— Page text —

Dnd1 and Nanos1 double staining were performed as described (Lai et al., 2011). Images were collected using an inverted Zeiss LSM-510 confocal laser scanning microscope. Vegetal cortical microtubule formation was analyzed as described (Schroeder and Gard, 1992). Briefly, eggs were fixed in fixation buffer (80 mM Pipes pH 6.8, 5 mM EGTA, 1 mM MgCl₂, 3.7% formaldehyde, 0.25% glutaraldehyde, 0.2% Triton X-100 and 0.5 μM taxol) for 4 hours at room temperature, followed by incubation in 100% methanol overnight. After rehydration, eggs were washed in PBS and incubated overnight in PBS containing 100 mM NaBH₄ at room temperature. Eggs were then washed with PBS extensively and bisected using a surgical blade. The vegetal halves were incubated with an anti-β-tubulin antibody (Developmental Studies Hybridoma Bank, 1:100) and then an Alexa 564-conjugated anti-mouse IgG (Molecular Probes). Images were collected using a Leica DMI3000B inverted microscope.

Bacterially expressed GST-Dnd1 protein (50 μg) was incubated with yeast tRNA (500 μg) in 500 μl RNA-binding buffer (20 mM HEPES pH 7.9, 150 mM NaCl and 0.05% Triton X-100) at 4°C for 4 hours. RNA (1 μg) was incubated with BSA (1% final concentration) and RNasin (200 U) in 500 μl binding buffer at 4°C for 4 hours. Pre-absorbed GST-Dnd1 and RNA were mixed together and incubated at 4°C for 20 minutes. Glutathione-agarose beads were washed three times with RNA-binding buffer and three times with RNA-washing buffer (20 mM HEPES pH 7.9, 150 mM NaCl and 1% Triton X-100). RNAs bound to beads were extracted with Trizol reagent. Recovered RNAs were used for cDNA synthesis and subsequent real-time PCR. The ratio between pulled down RNA and 5% of RNA input was used to determine binding of specific RNAs by GST-Dnd1.

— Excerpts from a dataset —
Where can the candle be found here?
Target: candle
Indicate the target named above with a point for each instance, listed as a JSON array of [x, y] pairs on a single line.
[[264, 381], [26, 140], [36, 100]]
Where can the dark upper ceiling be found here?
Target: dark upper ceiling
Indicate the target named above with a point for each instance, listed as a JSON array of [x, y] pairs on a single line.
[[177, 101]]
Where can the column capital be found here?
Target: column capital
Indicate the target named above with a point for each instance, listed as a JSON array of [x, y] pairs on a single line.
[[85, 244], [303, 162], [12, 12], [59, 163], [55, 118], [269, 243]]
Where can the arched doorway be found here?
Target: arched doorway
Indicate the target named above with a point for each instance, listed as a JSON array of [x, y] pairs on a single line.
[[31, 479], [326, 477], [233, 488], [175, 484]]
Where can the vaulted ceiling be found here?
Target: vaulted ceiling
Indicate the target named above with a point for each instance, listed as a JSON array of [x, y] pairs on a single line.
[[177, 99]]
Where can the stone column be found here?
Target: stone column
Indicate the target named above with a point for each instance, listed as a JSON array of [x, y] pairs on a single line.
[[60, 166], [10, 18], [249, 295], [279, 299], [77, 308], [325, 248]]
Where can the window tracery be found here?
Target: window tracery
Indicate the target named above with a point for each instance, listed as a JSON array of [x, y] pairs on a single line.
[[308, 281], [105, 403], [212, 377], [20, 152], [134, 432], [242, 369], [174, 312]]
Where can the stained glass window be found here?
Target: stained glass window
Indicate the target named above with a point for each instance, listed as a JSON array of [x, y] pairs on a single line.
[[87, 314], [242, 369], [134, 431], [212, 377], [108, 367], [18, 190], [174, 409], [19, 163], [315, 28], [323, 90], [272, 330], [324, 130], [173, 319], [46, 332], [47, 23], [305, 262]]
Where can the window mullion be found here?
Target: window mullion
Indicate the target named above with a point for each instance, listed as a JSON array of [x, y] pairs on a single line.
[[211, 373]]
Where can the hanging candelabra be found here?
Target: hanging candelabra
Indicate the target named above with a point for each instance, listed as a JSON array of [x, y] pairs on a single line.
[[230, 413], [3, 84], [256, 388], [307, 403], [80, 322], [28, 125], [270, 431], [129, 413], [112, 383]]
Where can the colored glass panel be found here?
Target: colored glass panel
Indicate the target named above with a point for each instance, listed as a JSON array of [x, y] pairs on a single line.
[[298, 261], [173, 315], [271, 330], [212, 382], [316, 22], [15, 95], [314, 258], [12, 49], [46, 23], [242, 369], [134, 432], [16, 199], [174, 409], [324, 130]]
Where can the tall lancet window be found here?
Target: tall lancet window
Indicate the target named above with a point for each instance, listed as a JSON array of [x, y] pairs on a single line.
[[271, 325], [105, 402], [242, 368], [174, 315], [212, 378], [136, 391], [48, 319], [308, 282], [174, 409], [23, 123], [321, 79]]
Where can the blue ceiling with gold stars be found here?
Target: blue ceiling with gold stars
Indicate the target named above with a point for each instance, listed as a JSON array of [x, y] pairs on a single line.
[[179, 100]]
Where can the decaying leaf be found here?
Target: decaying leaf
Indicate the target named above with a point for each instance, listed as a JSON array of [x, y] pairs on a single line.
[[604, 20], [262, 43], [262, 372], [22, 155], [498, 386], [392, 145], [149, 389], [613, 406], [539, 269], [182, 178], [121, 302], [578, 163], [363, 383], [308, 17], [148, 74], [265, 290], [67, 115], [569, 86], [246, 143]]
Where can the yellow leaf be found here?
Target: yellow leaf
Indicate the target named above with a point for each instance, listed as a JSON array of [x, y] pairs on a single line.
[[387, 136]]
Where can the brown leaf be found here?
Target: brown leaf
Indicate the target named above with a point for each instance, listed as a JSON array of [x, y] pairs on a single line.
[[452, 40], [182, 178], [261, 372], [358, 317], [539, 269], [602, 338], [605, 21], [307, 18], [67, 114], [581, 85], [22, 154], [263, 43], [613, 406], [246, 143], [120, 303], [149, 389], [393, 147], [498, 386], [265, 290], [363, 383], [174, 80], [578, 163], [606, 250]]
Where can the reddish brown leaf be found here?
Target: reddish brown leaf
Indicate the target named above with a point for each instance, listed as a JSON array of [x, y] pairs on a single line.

— Set of tasks —
• A. Answer these three questions from the methods text:
(i) Which microscope was used to collect the images of the vegetal halves?
(ii) How much yeast tRNA was the GST-Dnd1 protein incubated with?
(iii) What reagent was used to extract the RNAs bound to the beads?
• B. List every component of the fixation buffer named in the methods text, with its concentration.

— Response list —
• A.
(i) A Leica DMI3000B inverted microscope.
(ii) 500 μg.
(iii) Trizol reagent.

• B.
80 mM Pipes pH 6.8
5 mM EGTA
1 mM MgCl₂
3.7% formaldehyde
0.25% glutaraldehyde
0.2% Triton X-100
0.5 μM taxol